- [Your objective] List every line of the items below that contains the word "curb", copying each line in full.

- [Exercise inputs]
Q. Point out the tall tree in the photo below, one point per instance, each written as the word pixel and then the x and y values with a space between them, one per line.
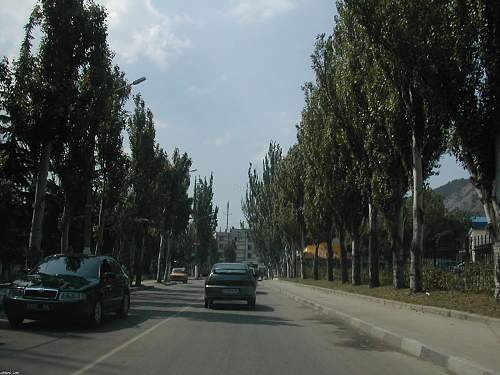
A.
pixel 258 209
pixel 44 91
pixel 144 170
pixel 175 206
pixel 205 219
pixel 408 37
pixel 475 109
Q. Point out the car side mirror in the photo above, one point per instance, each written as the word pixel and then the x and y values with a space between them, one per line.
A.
pixel 109 275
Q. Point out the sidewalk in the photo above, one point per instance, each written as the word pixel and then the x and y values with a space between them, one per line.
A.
pixel 461 346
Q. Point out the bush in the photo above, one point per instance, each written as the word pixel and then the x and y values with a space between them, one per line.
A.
pixel 474 278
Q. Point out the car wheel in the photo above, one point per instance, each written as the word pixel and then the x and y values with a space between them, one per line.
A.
pixel 95 317
pixel 251 303
pixel 123 312
pixel 15 321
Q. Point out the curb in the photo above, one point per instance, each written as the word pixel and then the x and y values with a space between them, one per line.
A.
pixel 150 285
pixel 426 309
pixel 456 365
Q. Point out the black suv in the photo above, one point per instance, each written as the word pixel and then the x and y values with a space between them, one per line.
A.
pixel 74 286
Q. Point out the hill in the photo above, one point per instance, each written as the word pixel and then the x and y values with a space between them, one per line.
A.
pixel 460 194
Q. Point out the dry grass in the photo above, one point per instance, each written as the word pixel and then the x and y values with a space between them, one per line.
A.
pixel 469 302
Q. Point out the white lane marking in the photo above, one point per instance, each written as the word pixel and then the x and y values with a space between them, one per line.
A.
pixel 131 341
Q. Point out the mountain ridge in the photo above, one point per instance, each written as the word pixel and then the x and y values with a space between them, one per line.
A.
pixel 460 194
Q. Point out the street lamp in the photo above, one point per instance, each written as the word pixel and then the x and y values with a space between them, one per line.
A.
pixel 136 82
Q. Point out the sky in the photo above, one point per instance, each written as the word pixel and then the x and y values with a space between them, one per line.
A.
pixel 224 77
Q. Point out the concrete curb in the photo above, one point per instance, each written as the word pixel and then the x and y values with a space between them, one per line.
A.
pixel 150 285
pixel 409 306
pixel 456 365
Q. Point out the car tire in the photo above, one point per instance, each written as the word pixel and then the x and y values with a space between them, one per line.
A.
pixel 15 321
pixel 251 303
pixel 95 316
pixel 123 312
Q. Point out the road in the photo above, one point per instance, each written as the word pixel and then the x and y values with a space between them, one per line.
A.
pixel 170 332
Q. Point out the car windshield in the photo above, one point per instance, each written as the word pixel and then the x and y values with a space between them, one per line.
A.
pixel 70 266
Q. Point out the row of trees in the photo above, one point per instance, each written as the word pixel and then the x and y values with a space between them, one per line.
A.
pixel 397 85
pixel 66 184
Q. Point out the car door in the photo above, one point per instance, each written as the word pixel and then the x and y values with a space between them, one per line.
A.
pixel 109 288
pixel 121 280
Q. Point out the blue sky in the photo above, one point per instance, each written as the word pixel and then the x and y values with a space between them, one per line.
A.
pixel 224 77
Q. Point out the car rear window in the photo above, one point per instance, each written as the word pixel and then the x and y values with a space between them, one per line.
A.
pixel 233 271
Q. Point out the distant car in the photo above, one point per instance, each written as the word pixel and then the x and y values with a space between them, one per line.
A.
pixel 229 282
pixel 458 268
pixel 83 287
pixel 179 274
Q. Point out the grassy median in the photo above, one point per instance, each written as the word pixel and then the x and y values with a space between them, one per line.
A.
pixel 477 303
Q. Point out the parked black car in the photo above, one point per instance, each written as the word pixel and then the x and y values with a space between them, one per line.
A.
pixel 229 282
pixel 69 286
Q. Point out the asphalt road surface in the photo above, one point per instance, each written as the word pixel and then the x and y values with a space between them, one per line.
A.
pixel 170 332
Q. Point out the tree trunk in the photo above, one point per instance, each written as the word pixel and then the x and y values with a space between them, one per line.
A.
pixel 287 263
pixel 100 231
pixel 65 224
pixel 303 245
pixel 87 226
pixel 496 222
pixel 397 249
pixel 329 260
pixel 343 259
pixel 35 238
pixel 139 258
pixel 416 249
pixel 160 257
pixel 356 260
pixel 373 251
pixel 167 257
pixel 315 263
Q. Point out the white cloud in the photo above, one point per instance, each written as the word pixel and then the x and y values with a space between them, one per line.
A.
pixel 219 141
pixel 139 30
pixel 13 17
pixel 199 90
pixel 258 10
pixel 161 124
pixel 260 157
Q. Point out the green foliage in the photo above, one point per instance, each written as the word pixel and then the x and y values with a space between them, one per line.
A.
pixel 230 252
pixel 259 207
pixel 205 221
pixel 473 278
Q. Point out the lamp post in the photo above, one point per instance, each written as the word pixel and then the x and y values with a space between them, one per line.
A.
pixel 136 82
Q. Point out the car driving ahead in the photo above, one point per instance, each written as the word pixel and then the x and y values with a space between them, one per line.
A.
pixel 230 282
pixel 83 287
pixel 179 274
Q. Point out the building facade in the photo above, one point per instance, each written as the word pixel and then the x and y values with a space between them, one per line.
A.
pixel 245 251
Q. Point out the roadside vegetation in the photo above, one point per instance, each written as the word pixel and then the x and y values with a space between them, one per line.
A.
pixel 397 85
pixel 68 183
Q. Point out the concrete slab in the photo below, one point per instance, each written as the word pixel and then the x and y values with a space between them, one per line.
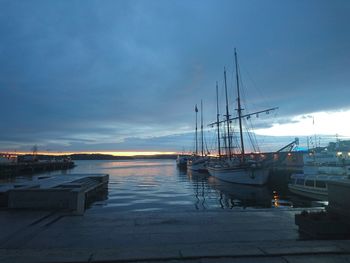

- [Finished exercise]
Q. Point out the curb in the photo above, one point per instance, each written as the word pixel and then the x and y values with a space between them, one per line.
Q. Point out the concrete curb in the photo above, one point per instance, each written as the word pixel and then the x and y values with a space between them, one per line.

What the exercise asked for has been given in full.